::: Dataset
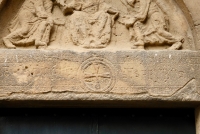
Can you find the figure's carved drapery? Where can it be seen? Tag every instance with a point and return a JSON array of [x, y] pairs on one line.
[[96, 24]]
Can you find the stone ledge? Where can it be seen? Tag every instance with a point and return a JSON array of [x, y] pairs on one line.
[[63, 75]]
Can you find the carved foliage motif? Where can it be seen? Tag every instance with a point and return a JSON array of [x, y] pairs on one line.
[[94, 24]]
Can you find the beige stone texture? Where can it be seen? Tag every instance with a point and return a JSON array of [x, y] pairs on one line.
[[197, 120], [121, 52]]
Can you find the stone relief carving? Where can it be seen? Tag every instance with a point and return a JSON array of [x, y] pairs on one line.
[[32, 25], [91, 23], [94, 24], [149, 25]]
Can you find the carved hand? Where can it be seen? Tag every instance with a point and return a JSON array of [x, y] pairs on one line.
[[43, 15], [130, 22]]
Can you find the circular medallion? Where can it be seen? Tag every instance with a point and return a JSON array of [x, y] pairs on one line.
[[97, 75]]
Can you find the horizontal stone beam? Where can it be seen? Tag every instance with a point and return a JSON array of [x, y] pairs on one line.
[[64, 75]]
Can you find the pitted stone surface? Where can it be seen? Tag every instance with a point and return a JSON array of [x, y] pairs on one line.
[[97, 75]]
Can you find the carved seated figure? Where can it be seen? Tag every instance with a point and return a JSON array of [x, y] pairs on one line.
[[90, 22], [149, 26], [32, 25]]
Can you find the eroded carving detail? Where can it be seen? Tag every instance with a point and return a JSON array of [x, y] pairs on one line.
[[149, 26], [32, 25], [97, 75], [93, 24]]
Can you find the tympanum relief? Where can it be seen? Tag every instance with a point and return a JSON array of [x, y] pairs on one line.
[[98, 24]]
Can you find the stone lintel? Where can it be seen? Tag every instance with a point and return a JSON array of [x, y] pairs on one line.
[[160, 77]]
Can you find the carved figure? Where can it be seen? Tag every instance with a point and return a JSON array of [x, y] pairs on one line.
[[32, 25], [90, 22], [149, 25]]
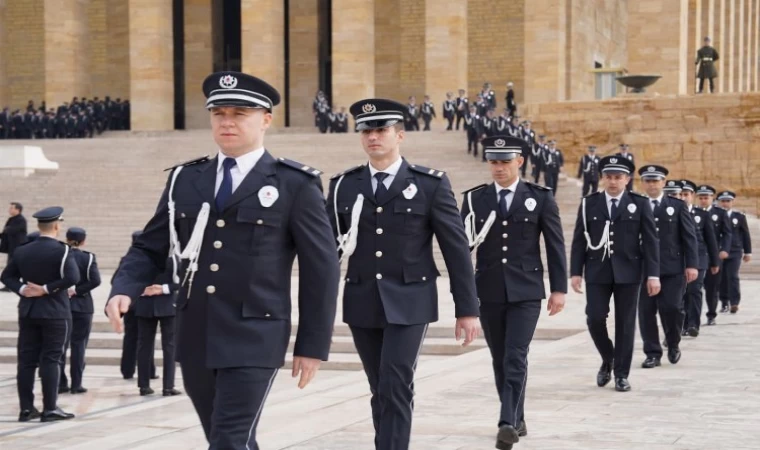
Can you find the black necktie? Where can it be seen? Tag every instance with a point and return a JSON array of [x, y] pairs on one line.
[[225, 189], [381, 190]]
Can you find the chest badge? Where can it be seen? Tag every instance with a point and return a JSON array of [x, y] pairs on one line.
[[268, 195], [410, 191]]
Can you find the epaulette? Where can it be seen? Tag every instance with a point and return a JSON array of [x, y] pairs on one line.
[[189, 163], [427, 171], [347, 171], [298, 166], [543, 188], [478, 187]]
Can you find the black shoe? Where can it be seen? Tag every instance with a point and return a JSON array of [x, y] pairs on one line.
[[56, 414], [622, 385], [604, 375], [674, 355], [27, 415], [651, 362]]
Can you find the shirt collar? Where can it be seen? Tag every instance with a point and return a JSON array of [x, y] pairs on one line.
[[244, 162]]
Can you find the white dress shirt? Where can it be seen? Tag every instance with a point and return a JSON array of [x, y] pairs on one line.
[[391, 170], [244, 164]]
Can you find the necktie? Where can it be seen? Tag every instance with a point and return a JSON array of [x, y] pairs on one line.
[[381, 190], [225, 189], [503, 202]]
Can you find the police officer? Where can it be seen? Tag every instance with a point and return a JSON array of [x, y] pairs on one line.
[[385, 214], [47, 270], [708, 258], [722, 225], [741, 250], [239, 219], [615, 244], [679, 262], [509, 276], [81, 309], [588, 169]]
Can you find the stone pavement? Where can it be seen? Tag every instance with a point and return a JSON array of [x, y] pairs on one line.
[[708, 401]]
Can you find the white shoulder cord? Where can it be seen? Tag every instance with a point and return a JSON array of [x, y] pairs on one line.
[[192, 251], [347, 241], [604, 241], [470, 224]]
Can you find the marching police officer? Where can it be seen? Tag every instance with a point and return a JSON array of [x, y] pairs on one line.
[[239, 219], [385, 214], [708, 258], [741, 250], [588, 169], [81, 309], [615, 245], [47, 270], [504, 221], [679, 262], [722, 225]]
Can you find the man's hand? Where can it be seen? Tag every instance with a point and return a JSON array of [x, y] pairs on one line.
[[307, 367], [653, 287], [691, 274], [116, 306], [576, 281], [556, 303], [471, 328]]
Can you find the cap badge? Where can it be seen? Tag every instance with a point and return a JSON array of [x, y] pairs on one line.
[[228, 82]]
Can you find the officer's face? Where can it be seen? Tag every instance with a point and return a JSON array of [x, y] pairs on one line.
[[239, 130], [506, 172]]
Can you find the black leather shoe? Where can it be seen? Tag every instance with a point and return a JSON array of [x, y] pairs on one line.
[[651, 362], [674, 355], [56, 414], [604, 375], [27, 415], [622, 385]]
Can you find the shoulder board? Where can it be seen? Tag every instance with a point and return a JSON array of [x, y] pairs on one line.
[[347, 171], [481, 186], [301, 167], [537, 186], [427, 171], [189, 163]]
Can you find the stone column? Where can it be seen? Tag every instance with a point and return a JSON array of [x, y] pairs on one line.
[[151, 65], [353, 51], [263, 46], [198, 61]]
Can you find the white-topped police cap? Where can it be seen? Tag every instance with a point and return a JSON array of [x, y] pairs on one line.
[[652, 172], [238, 89], [50, 214], [377, 113], [503, 148], [616, 164]]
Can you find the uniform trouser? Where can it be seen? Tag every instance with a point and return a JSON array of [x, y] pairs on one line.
[[626, 297], [669, 303], [730, 290], [389, 356], [40, 343], [712, 286], [228, 401], [508, 329], [78, 339], [146, 338]]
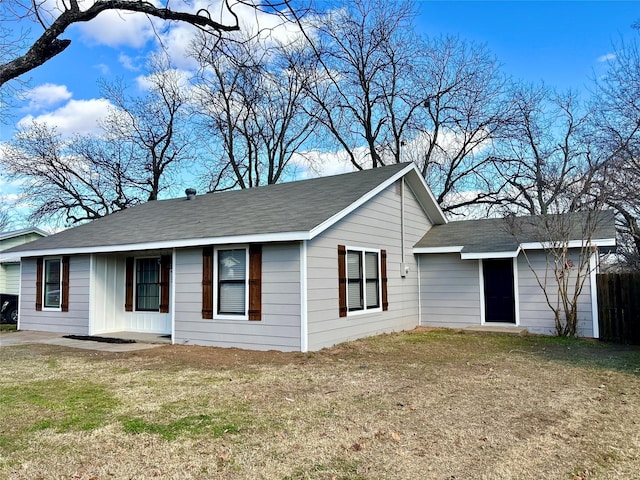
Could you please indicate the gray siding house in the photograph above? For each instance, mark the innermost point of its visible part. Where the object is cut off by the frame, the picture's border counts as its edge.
(294, 267)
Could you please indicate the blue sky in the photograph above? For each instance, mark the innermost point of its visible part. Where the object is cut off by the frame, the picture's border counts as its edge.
(561, 43)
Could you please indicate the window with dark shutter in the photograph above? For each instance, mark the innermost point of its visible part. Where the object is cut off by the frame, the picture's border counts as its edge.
(207, 282)
(165, 273)
(342, 280)
(128, 282)
(65, 284)
(255, 282)
(383, 279)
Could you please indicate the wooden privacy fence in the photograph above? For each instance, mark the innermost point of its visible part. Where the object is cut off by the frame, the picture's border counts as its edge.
(619, 307)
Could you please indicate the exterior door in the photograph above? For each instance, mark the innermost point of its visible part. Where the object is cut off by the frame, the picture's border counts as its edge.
(499, 298)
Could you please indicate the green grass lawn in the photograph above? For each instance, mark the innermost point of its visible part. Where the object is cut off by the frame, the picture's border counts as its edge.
(438, 404)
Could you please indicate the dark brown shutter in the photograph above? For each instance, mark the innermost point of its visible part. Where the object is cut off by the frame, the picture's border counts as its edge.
(64, 306)
(128, 285)
(383, 274)
(342, 280)
(165, 282)
(207, 282)
(39, 263)
(255, 282)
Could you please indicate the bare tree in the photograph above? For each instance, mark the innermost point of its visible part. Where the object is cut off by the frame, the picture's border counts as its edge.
(253, 99)
(53, 18)
(465, 111)
(570, 257)
(154, 126)
(362, 78)
(73, 180)
(617, 130)
(547, 162)
(5, 221)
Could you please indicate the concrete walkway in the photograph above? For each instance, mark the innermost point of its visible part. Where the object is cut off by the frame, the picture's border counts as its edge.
(143, 341)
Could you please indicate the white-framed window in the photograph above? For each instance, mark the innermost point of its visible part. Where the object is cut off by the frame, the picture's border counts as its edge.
(231, 278)
(148, 284)
(52, 283)
(363, 280)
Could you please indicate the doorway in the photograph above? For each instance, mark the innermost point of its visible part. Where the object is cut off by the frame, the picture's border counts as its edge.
(499, 296)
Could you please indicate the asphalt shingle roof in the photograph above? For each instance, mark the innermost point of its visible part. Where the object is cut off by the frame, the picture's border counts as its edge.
(492, 235)
(288, 207)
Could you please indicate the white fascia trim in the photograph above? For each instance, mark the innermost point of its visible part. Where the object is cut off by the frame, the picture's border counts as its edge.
(489, 255)
(361, 201)
(170, 244)
(451, 249)
(597, 242)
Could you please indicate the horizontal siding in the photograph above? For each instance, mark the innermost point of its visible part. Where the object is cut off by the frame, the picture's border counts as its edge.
(76, 320)
(449, 291)
(377, 225)
(279, 328)
(535, 314)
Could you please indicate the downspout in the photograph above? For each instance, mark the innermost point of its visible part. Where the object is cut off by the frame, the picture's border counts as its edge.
(304, 338)
(172, 296)
(403, 266)
(593, 266)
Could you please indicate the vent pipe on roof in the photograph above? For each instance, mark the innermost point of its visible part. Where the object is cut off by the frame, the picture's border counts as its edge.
(191, 193)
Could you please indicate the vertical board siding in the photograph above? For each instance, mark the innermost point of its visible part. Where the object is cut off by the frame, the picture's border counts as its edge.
(449, 291)
(76, 320)
(376, 225)
(279, 328)
(535, 314)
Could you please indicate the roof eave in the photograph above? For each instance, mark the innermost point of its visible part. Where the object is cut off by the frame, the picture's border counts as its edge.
(182, 243)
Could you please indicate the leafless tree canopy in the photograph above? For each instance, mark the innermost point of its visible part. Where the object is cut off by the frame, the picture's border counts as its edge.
(252, 99)
(54, 18)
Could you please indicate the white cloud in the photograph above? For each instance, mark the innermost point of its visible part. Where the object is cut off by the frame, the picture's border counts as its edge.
(315, 163)
(130, 63)
(607, 57)
(46, 95)
(77, 116)
(118, 29)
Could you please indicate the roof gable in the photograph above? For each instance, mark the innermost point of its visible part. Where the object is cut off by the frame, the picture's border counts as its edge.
(288, 211)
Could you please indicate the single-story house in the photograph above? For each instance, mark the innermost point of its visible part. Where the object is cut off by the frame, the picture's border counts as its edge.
(296, 266)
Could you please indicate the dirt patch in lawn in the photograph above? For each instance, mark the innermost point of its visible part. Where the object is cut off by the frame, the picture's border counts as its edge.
(426, 404)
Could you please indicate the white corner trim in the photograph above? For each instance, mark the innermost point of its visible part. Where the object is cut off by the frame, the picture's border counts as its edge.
(304, 311)
(594, 295)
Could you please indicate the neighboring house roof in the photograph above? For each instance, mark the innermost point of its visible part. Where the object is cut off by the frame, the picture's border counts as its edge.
(505, 237)
(289, 211)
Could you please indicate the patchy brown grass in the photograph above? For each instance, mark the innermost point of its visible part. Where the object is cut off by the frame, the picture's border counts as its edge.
(426, 404)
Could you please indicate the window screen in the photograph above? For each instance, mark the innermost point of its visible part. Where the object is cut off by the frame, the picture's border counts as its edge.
(232, 284)
(148, 284)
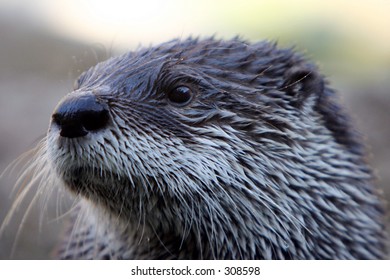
::::::
In the records above, locate the line containing "Could you please indicate the window screen", then copy exactly that line and every line after it through the end, omitting pictures.

Reply:
Could you please indicate the window screen in the photograph above? For each instance, mark the innermost point of its visible part. Where the object is cut off by the frame, the picture's border counts as its edge.
(232, 284)
(148, 284)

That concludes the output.